— BEGIN —
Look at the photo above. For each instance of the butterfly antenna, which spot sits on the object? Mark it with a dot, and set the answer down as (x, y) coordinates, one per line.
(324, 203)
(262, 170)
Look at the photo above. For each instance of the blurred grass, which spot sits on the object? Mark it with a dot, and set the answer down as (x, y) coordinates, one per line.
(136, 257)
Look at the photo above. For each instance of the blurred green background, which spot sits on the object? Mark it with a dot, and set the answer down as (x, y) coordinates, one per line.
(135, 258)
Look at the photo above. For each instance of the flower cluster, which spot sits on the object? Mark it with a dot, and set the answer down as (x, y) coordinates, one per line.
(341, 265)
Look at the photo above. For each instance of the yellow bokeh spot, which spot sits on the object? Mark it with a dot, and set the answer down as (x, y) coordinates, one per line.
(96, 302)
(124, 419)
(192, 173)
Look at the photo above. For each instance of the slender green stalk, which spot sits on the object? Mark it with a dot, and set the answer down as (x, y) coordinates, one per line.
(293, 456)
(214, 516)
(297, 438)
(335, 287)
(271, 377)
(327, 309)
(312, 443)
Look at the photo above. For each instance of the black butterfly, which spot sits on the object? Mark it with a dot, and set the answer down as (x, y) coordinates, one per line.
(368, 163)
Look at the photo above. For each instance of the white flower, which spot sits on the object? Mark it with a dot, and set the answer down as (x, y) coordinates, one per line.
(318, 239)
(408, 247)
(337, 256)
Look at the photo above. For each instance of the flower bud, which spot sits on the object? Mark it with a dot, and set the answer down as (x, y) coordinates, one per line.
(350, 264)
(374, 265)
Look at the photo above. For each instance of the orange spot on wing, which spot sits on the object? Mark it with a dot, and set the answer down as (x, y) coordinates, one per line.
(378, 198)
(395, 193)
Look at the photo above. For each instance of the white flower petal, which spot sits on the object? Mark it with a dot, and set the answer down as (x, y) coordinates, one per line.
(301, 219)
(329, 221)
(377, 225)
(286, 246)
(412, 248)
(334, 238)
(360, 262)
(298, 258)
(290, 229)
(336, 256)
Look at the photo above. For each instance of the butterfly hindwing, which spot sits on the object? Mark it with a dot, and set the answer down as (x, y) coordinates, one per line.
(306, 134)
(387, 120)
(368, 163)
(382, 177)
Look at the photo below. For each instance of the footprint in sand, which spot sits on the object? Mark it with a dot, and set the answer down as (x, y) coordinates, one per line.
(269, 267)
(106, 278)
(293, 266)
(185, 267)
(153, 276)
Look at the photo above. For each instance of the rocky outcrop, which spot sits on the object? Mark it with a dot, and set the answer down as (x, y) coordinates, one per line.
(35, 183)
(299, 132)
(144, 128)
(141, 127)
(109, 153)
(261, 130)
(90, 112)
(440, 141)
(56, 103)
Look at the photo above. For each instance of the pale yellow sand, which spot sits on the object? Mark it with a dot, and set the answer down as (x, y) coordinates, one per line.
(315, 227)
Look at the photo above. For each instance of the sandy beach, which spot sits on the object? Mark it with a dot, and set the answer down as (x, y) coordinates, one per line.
— END —
- _JOB_: Copy out word for word the stretch from the line that begins "Look at the photo above. For each instance of the pale" through the end of the items.

- _RESULT OF THE TASK_:
Look at the photo above. For each instance of the pale yellow sand, which spot sits on the object? Mark it with a dot, and set the answer down as (x, y) coordinates, one per line.
(315, 227)
Look at the photo above. For each instance of the sandy beach, which spot sits on the object? Mark it with a dot, and set the answer down as (x, y) coordinates, one per line.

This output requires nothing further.